### TEXT SEGMENT:
Washing dishes to wash the dishes

I mentioned in this post Thich Nhat Hanh (TNH).  I have several of his books, and The Miracle of Mindfulness is a book that I pick up at least annually and re-read.  I will keep his book a little closer this year.  I believe that cultivating mindfulness is beneficial to one's well-being. It is certainly beneficial to mine, though I'm not a consistent practioner.

The idea that the mind has no mind is worth remembering.  We train our bodies in sports; we learn stuff; but do we really 'train' our mind to not wander off on this or that fool's errand.  The internet is like crack to an untrained mind.  Why else would you see the stupidity in 'teaser' headlines.

In the 90's I took a transcendental meditation class.  I got a lot from the course, but I was left with a decidedly bitter taste in my mouth after going through the course, and paying whatever the fee was (and I think it was $1,000), only to be encouraged to refer someone at a special discounted price. PFFFTT!

I tried to quell my cynicism and remind myself that I had learned a useful exercise.  And, it is true, I found it to be quite useful. As with any undertaking, I jumped in with gusto.  After working all day, and being a young mother, I found that when I got home and had a chance to do my 20 minute meditation that I had three outcomes:
  1. I fell asleep
  2. I was jolted out of mediation by the phone, husband or child, or sometimes all three
  3. I had a successful session 
 The preponderance of my sessions ended up with #1 & #2.  But when I experienced #3, I realized that this was something useful.

Like most useful things such as eating right and exercising, there is a small amount of effort and time involved that has a big dividend pay off.  Despite that small bit of trouble, the vast majority of us do not do such things.  Ashamedly, I am in that majority.

A concept so simple as stopping the mind's incessant wandering seems to be an easy enough thing.  It's not.  It is a discipline.  Too often, we are missing in action in the present moment.  Rather, we are inordinately preoccupied with the past or the future.  TNH gives a great teaching about the act of washing dishes for the sake of washing dishes.

### DATASET EXCERPTS:
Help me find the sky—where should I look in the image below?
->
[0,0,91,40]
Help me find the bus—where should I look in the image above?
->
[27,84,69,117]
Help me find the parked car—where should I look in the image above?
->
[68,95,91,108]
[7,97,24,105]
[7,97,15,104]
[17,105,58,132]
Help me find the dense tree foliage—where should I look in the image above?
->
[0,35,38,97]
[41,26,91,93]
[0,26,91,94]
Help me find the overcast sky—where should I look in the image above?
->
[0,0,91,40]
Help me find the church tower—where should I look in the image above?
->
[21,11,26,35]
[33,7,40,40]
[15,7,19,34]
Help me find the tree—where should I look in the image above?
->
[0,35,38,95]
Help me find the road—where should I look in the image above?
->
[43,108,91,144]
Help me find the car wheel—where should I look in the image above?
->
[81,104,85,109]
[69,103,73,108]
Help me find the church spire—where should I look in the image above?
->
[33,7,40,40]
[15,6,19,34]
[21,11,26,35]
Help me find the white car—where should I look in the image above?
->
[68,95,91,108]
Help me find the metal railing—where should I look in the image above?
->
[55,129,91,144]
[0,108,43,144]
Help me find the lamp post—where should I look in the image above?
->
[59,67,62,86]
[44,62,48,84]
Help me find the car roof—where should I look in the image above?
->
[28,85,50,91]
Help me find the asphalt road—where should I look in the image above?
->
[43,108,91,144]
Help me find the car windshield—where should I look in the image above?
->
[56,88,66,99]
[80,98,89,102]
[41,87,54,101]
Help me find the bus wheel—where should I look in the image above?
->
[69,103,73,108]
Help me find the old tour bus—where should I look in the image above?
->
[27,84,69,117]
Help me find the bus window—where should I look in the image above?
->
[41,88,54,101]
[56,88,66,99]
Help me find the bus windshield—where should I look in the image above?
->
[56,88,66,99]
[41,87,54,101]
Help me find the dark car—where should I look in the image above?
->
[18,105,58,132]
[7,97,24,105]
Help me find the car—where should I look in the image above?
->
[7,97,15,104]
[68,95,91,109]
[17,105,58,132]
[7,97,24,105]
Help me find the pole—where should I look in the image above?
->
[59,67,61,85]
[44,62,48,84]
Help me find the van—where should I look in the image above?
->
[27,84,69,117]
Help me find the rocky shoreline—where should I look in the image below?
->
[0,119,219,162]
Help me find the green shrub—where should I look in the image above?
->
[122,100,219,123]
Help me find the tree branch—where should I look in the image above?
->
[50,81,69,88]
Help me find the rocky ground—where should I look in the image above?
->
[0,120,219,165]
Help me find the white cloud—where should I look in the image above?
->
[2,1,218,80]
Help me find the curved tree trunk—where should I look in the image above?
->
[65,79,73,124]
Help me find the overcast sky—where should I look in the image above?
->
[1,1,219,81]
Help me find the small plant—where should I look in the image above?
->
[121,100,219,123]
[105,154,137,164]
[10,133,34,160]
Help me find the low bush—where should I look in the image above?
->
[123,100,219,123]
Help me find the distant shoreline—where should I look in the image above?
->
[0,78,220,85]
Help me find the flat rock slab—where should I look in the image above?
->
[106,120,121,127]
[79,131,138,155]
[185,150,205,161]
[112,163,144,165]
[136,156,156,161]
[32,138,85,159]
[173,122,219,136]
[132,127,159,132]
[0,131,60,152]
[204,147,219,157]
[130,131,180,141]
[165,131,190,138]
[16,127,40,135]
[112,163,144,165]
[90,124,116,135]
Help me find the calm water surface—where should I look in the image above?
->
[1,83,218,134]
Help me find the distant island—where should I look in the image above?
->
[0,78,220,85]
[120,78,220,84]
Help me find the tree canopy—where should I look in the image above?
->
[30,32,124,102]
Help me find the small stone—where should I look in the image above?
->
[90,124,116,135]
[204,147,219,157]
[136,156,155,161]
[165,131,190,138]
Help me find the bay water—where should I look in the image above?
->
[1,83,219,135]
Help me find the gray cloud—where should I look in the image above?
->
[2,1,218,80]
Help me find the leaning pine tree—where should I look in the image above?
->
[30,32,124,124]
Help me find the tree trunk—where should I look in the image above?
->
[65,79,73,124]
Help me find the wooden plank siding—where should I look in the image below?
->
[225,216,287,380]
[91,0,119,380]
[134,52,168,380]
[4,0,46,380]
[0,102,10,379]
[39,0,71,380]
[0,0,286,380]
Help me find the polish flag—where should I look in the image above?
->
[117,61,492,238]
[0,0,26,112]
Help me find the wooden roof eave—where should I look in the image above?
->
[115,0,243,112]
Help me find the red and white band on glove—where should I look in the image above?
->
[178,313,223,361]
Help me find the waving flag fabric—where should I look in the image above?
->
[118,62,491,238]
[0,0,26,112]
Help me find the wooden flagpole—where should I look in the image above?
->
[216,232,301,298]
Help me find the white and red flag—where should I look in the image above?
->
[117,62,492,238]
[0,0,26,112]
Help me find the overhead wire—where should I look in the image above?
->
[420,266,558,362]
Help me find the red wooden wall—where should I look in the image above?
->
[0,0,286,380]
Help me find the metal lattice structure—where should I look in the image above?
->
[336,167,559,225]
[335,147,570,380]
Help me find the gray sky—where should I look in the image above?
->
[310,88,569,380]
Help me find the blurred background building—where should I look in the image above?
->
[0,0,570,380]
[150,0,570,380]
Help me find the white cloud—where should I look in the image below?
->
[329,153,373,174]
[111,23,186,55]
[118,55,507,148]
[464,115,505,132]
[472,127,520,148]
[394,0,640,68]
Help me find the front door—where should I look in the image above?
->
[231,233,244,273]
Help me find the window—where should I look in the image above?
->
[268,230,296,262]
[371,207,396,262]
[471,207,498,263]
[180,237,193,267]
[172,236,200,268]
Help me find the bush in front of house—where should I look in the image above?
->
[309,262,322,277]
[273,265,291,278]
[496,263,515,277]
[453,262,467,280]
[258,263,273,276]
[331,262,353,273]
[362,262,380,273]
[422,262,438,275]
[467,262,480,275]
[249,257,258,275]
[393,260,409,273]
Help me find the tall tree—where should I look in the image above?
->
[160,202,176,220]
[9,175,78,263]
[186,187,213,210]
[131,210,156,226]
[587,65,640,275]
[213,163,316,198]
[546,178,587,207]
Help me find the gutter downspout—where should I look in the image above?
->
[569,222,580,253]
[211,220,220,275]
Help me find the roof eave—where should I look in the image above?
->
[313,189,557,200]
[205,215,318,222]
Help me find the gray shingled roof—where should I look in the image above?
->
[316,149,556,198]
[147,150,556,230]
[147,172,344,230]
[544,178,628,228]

### WHAT THE TASK REQUIRES:
Rewrite the mindfulness post from the words "The idea that" through the words "discounted price. PFFFTT!", changing "crack" to "candy".

### EXERCISE ANSWER:
The idea that the mind has no mind is worth remembering.  We train our bodies in sports; we learn stuff; but do we really 'train' our mind to not wander off on this or that fool's errand.  The internet is like candy to an untrained mind.  Why else would you see the stupidity in 'teaser' headlines.

In the 90's I took a transcendental meditation class.  I got a lot from the course, but I was left with a decidedly bitter taste in my mouth after going through the course, and paying whatever the fee was (and I think it was $1,000), only to be encouraged to refer someone at a special discounted price. PFFFTT!